-------- EXCERPTED TEXT

Barbara Jacobs Rothstein (born 1939) is a senior United States district judge of the United States District Court for the Western District of Washington.

Life and career 

Born in Brooklyn, New York, Rothstein received a Bachelor of Arts degree from Cornell University in 1960 and a Bachelor of Laws from Harvard Law School in 1966. She was in private practice in Boston, Massachusetts from 1966 to 1968. She worked for the Washington State Attorney General's Office from 1968 to 1977, where she worked as assistant attorney general and chief trial attorney for the Consumer Protection and Antitrust Division. She was also an adjunct professor at the University of Washington Law School from 1975 to 1977. She was a judge of the Superior Court of Washington in King County, Washington from 1977 to 1980.

Federal judicial service 

On December 3, 1979, Rothstein was nominated by President Jimmy Carter to a new seat on the United States District Court for the Western District of Washington created by 92 Stat. 1629; She was confirmed by the United States Senate on February 20, 1980, and received her commission the same day. She served as Chief Judge from 1987 to 1994. From 2003 to 2011, she was the Director of the Federal Judicial Center. She assumed senior status on September 1, 2011, and is currently serving by designation on the United States District Court for the District of Columbia.

----------------
-------- RAW DATA

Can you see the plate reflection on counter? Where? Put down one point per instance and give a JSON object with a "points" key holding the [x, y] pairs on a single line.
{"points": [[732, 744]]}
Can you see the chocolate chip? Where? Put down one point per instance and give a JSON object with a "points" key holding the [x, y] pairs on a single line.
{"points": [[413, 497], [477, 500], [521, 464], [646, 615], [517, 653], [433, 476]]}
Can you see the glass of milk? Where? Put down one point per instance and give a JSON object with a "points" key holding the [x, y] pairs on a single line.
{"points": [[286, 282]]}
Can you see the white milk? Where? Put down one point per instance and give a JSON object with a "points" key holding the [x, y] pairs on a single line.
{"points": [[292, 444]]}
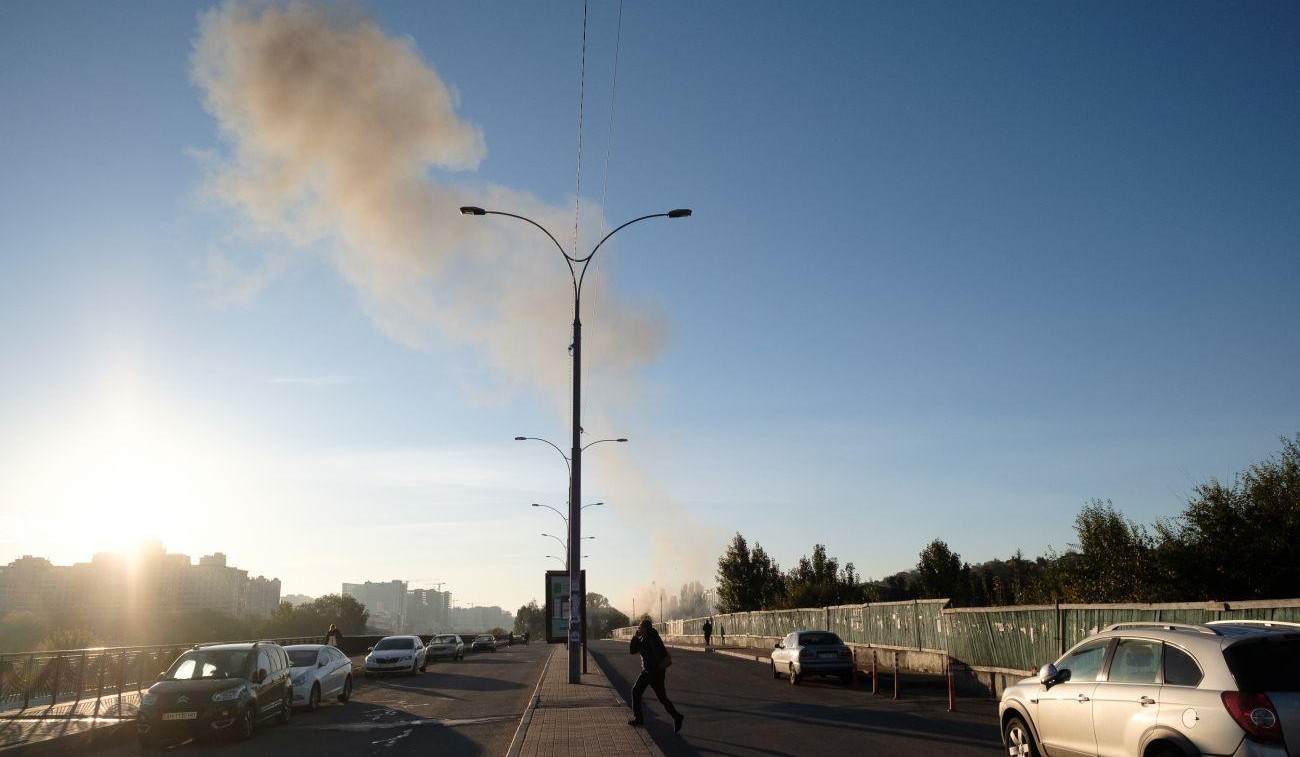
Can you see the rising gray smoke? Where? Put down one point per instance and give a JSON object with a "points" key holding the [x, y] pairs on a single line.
{"points": [[341, 142]]}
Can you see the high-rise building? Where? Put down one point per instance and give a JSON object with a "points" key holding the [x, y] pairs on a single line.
{"points": [[142, 583], [384, 600]]}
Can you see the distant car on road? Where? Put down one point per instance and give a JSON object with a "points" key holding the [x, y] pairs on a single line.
{"points": [[1164, 690], [221, 688], [397, 654], [446, 645], [805, 653], [319, 671]]}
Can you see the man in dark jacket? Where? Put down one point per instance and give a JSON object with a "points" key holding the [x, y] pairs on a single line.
{"points": [[654, 670]]}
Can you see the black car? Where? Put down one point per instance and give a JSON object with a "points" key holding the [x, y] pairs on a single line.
{"points": [[221, 688]]}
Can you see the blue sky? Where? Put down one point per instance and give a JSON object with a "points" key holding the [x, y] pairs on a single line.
{"points": [[953, 271]]}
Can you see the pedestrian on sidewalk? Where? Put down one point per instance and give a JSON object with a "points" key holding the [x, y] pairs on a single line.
{"points": [[654, 669]]}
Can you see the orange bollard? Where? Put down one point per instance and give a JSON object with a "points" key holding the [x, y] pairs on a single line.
{"points": [[952, 687], [896, 675]]}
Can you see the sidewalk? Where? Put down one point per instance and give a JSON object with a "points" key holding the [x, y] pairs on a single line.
{"points": [[588, 719]]}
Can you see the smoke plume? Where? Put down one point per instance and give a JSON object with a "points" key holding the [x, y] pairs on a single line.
{"points": [[342, 142]]}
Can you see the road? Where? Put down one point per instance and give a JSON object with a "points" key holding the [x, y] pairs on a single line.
{"points": [[735, 709], [456, 709]]}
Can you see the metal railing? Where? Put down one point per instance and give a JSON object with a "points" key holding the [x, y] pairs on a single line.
{"points": [[48, 682]]}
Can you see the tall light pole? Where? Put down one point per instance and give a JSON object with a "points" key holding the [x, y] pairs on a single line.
{"points": [[577, 272]]}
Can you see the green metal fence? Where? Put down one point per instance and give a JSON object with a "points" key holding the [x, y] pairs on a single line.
{"points": [[1018, 637]]}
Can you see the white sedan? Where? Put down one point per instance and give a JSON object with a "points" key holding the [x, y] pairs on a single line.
{"points": [[397, 654], [319, 671]]}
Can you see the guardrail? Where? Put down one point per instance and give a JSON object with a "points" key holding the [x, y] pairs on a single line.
{"points": [[44, 680]]}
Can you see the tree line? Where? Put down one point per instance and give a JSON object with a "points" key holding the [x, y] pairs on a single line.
{"points": [[27, 631], [1231, 541]]}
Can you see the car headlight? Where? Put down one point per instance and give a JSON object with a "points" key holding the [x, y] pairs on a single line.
{"points": [[229, 695]]}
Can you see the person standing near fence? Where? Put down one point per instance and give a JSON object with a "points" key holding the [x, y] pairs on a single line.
{"points": [[654, 671]]}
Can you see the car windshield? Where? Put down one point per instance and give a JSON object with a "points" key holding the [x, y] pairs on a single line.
{"points": [[209, 664], [1270, 665], [406, 643], [819, 637], [302, 657]]}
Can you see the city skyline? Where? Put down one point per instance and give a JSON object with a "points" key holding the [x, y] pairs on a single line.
{"points": [[952, 272]]}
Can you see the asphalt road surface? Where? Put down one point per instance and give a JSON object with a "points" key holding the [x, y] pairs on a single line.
{"points": [[735, 708], [455, 709]]}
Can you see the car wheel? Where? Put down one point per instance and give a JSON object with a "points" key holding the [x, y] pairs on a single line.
{"points": [[1018, 739], [243, 729]]}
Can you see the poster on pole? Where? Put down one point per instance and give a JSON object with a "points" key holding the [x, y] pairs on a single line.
{"points": [[558, 606]]}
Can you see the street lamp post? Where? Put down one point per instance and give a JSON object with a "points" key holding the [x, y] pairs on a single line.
{"points": [[577, 272]]}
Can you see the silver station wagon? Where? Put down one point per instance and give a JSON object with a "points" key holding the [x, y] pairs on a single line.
{"points": [[1164, 690]]}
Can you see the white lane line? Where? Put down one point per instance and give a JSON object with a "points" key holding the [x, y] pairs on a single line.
{"points": [[375, 726]]}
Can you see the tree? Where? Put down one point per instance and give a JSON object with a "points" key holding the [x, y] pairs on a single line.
{"points": [[819, 582], [1114, 556], [531, 619], [939, 572], [1238, 540], [21, 631]]}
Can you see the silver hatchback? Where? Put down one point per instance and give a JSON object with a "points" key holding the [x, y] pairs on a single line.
{"points": [[1164, 690]]}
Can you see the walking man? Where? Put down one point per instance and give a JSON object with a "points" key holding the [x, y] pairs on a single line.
{"points": [[654, 669]]}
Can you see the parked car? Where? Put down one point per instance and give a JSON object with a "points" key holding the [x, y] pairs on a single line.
{"points": [[319, 671], [220, 688], [805, 653], [446, 645], [395, 654], [1161, 690]]}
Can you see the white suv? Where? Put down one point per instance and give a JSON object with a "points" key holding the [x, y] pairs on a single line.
{"points": [[1164, 690]]}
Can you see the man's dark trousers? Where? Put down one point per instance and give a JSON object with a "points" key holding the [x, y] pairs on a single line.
{"points": [[654, 679]]}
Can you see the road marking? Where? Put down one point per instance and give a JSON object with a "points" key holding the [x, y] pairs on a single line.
{"points": [[376, 726]]}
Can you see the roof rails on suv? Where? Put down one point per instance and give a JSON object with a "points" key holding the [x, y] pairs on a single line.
{"points": [[1165, 627]]}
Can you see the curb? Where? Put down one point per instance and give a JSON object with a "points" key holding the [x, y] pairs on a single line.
{"points": [[73, 743], [527, 719]]}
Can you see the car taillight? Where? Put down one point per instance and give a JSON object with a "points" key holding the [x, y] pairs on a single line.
{"points": [[1255, 713]]}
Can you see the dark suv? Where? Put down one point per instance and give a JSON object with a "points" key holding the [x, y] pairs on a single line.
{"points": [[220, 688]]}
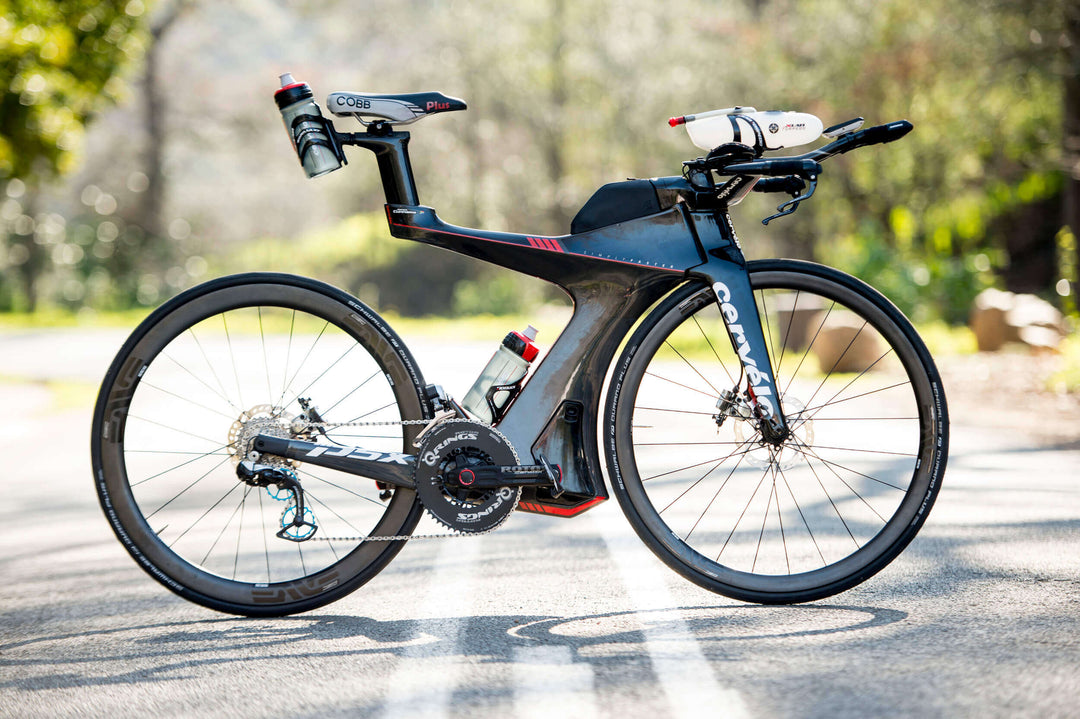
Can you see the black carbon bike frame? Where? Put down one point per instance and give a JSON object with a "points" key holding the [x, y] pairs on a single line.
{"points": [[613, 274]]}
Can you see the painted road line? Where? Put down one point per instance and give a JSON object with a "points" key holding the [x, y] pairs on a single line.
{"points": [[429, 669], [549, 683], [682, 669]]}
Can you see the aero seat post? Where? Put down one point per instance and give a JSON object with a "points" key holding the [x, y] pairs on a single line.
{"points": [[391, 151]]}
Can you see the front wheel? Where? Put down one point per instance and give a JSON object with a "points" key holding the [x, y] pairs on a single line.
{"points": [[178, 410], [795, 520]]}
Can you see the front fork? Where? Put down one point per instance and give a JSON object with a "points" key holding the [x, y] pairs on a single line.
{"points": [[726, 273]]}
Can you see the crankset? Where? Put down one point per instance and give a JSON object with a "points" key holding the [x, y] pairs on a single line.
{"points": [[449, 458]]}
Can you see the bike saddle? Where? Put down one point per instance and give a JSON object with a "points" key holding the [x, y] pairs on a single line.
{"points": [[399, 108]]}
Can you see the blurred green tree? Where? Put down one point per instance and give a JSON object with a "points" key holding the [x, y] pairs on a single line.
{"points": [[61, 63]]}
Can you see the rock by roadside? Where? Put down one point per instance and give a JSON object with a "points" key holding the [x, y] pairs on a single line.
{"points": [[1009, 391]]}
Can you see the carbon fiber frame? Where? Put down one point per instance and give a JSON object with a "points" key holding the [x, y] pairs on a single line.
{"points": [[612, 274]]}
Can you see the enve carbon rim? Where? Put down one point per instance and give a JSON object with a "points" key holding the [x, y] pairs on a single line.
{"points": [[833, 578], [121, 385]]}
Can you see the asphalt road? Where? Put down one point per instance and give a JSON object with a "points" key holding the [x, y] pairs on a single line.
{"points": [[543, 618]]}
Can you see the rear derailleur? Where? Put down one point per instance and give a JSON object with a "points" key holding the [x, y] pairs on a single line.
{"points": [[297, 521]]}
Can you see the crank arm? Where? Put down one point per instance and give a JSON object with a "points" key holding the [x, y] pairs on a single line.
{"points": [[521, 475], [390, 467]]}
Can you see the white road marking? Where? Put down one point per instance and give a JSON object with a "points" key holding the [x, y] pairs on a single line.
{"points": [[682, 669], [430, 669], [549, 683]]}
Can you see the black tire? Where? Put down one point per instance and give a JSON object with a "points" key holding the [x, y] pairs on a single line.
{"points": [[840, 499], [212, 365]]}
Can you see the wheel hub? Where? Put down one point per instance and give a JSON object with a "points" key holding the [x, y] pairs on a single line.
{"points": [[260, 419], [782, 452]]}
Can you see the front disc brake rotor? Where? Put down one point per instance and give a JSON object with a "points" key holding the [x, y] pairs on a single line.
{"points": [[447, 449]]}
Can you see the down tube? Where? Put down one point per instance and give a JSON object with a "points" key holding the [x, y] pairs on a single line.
{"points": [[570, 378]]}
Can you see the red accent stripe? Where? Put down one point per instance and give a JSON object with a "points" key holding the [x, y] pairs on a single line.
{"points": [[518, 244], [281, 90], [559, 510]]}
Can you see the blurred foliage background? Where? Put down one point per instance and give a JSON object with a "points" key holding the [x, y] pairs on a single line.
{"points": [[140, 150]]}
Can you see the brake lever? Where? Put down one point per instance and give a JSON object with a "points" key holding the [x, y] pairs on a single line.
{"points": [[793, 204]]}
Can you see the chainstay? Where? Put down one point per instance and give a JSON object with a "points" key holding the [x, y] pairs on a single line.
{"points": [[405, 538]]}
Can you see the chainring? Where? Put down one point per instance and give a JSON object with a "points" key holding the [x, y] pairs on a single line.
{"points": [[446, 449]]}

----------------

PARTS OF THE EXERCISE -
a – Retype the passage of the Rothstein biography above, starting at "Born in Brooklyn, New" and ending at "1977 to 1980.".
b – Find every line in the listing that contains the word "dark" and copy each of those lines.

RESPONSES TO THE EXERCISE -
a –
Born in Brooklyn, New York, Rothstein received a Bachelor of Arts degree from Cornell University in 1960 and a Bachelor of Laws from Harvard Law School in 1966. She was in private practice in Boston, Massachusetts from 1966 to 1968. She worked for the Washington State Attorney General's Office from 1968 to 1977, where she worked as assistant attorney general and chief trial attorney for the Consumer Protection and Antitrust Division. She was also an adjunct professor at the University of Washington Law School from 1975 to 1977. She was a judge of the Superior Court of Washington in King County, Washington from 1977 to 1980.

b –
Can you see the man in dark jacket? Where? Put down one point per instance and give a JSON object with a "points" key holding the [x, y] pairs on a single line.
Can you see the man's dark trousers? Where? Put down one point per instance and give a JSON object with a "points" key holding the [x, y] pairs on a single line.
Can you see the dark suv? Where? Put down one point per instance and give a JSON object with a "points" key holding the [x, y] pairs on a single line.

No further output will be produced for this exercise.